Action item: Transcribe, word for word and without additions, each line below from the one containing "Would you mind pointing out the wooden support" through the one containing "Would you mind pointing out the metal door", both ends included.

* * * *

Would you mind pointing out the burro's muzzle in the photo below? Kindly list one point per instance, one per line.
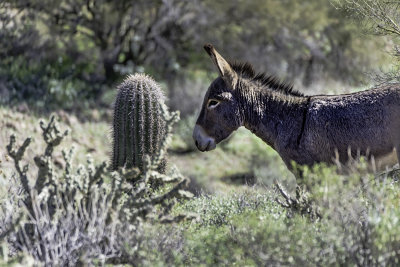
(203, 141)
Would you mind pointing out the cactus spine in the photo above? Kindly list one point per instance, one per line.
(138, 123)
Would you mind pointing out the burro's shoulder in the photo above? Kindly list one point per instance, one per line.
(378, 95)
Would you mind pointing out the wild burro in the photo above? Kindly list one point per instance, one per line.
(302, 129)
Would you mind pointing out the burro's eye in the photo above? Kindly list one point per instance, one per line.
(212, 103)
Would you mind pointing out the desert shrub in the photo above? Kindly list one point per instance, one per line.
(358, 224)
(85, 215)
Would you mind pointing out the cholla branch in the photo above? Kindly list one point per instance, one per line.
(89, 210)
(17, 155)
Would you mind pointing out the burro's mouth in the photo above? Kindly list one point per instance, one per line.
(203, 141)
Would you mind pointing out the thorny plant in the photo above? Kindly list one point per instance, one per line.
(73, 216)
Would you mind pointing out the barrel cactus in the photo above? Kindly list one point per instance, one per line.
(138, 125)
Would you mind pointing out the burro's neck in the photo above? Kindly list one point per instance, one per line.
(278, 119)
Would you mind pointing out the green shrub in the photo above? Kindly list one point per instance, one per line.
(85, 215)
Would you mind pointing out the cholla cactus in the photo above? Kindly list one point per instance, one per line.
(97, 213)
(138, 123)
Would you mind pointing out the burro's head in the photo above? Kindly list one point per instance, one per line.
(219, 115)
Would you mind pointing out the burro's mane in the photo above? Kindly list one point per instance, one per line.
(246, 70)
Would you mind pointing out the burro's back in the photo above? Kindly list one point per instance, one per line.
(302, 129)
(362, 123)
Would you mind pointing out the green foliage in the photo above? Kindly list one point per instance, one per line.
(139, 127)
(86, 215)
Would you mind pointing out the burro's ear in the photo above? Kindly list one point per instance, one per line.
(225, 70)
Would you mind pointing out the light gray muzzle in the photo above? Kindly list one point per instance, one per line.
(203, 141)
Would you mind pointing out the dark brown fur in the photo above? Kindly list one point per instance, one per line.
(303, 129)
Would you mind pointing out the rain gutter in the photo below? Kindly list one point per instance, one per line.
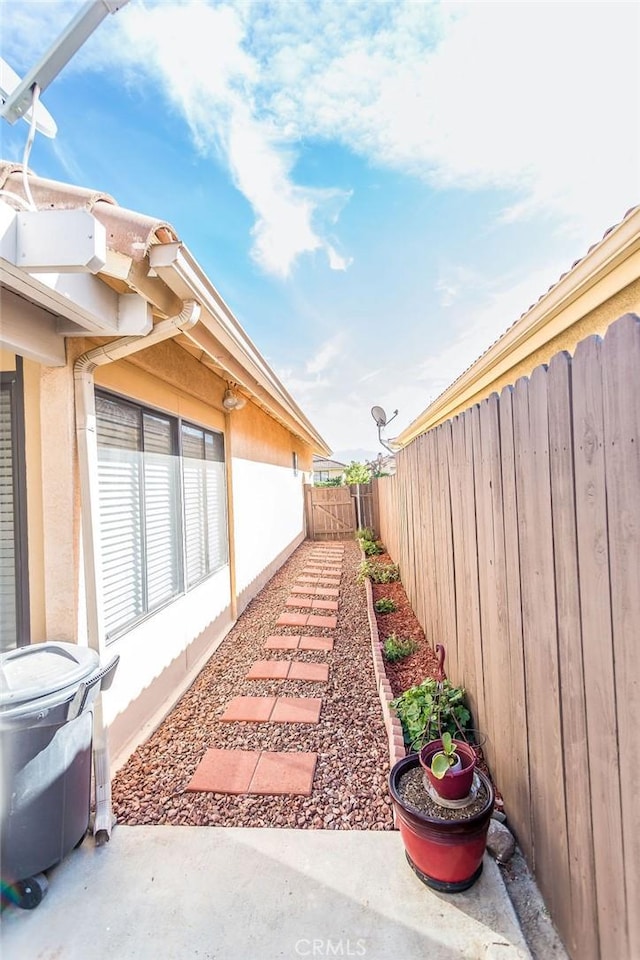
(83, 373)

* * * *

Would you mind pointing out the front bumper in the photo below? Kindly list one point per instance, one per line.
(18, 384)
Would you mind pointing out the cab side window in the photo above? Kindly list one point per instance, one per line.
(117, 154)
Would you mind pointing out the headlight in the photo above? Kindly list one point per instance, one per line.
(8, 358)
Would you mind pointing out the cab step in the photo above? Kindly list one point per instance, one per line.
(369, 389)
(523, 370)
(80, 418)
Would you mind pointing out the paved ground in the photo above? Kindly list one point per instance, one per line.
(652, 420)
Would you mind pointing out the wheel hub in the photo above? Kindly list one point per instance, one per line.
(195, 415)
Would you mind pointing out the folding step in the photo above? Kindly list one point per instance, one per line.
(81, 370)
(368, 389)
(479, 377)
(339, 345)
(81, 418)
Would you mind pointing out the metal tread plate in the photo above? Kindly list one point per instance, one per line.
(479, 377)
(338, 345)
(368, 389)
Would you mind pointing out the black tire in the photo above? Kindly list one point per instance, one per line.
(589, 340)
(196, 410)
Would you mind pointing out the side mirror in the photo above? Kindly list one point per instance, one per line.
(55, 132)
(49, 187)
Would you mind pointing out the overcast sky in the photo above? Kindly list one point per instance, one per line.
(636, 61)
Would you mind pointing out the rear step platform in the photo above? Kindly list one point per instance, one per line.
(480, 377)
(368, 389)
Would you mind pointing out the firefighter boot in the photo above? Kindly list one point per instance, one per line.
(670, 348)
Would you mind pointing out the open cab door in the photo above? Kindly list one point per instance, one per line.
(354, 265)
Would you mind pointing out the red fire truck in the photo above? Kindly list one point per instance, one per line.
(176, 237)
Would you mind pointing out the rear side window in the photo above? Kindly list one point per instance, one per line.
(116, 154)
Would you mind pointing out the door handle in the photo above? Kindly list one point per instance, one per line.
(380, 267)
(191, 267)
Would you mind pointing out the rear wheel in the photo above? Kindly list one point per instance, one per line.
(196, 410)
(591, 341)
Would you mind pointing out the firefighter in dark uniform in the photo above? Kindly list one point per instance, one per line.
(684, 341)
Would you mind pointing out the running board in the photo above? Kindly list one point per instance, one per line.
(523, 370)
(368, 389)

* * * *

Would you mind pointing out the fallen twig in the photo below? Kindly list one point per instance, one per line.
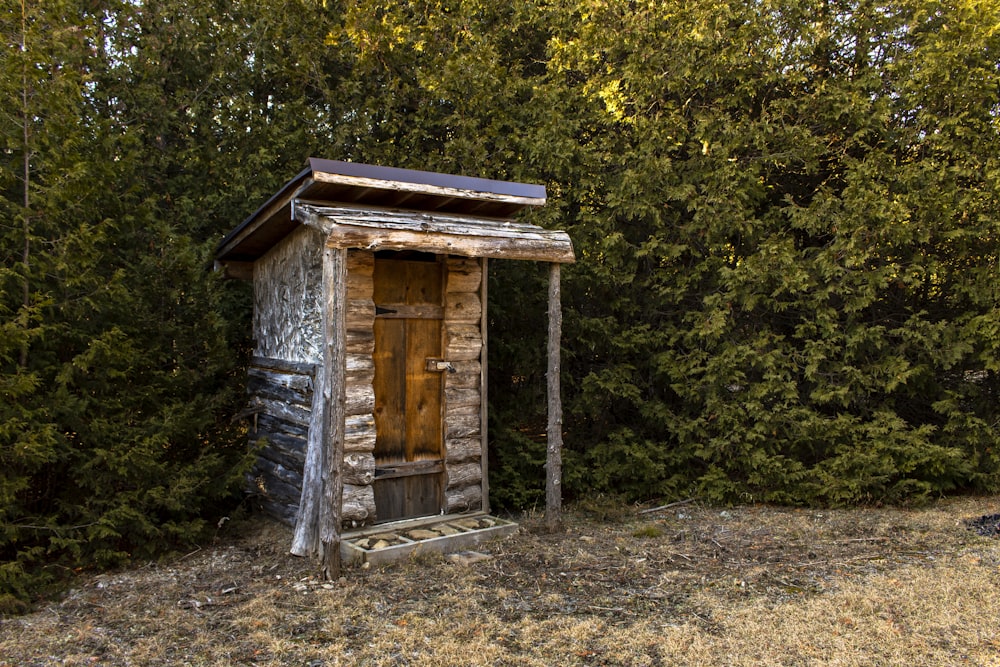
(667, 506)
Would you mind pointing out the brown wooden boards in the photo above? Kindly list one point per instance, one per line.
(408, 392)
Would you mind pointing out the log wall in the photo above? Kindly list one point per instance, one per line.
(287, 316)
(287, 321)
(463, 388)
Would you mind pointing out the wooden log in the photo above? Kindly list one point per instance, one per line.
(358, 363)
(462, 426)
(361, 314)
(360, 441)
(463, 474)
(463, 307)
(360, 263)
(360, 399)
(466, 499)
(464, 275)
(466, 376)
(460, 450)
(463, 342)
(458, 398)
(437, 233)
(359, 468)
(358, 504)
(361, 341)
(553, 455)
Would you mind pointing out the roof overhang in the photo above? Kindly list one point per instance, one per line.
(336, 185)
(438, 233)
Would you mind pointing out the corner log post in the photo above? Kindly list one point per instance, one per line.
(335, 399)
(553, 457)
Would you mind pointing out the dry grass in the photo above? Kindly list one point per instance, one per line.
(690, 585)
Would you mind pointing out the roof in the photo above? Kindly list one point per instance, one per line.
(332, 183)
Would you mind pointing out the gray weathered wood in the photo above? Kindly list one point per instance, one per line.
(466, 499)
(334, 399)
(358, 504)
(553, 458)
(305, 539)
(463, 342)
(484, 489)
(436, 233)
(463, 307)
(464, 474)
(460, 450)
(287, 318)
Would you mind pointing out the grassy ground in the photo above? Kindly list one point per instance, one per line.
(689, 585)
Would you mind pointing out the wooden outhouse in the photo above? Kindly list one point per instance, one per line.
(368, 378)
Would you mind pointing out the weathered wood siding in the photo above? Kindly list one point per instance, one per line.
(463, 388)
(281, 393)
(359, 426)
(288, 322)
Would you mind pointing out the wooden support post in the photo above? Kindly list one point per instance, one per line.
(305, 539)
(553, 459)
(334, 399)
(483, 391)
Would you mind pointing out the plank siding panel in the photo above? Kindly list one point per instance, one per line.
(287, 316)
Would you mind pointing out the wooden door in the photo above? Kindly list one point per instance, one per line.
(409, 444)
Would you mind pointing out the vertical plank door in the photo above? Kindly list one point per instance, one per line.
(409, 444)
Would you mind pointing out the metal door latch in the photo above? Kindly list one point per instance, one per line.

* * * *

Your solution:
Would you mind pointing out the wooden support post in the photo above? Kindly list one point per instance, one per line.
(305, 539)
(553, 459)
(334, 399)
(483, 391)
Would you mind pointing out the plank siding panel in the photo above? Kindly list one point per instance, one per line.
(287, 316)
Would you mind pointing out the wooden door in the photo above? Kindly list one point per instance, one per line.
(409, 444)
Would you mind pointing out the vertical plank door in the photo above? Kindly list one point per instance, one per line.
(409, 444)
Would you mind pointing out the metal door latch in the photo above? Kindly list one point per instance, one per line.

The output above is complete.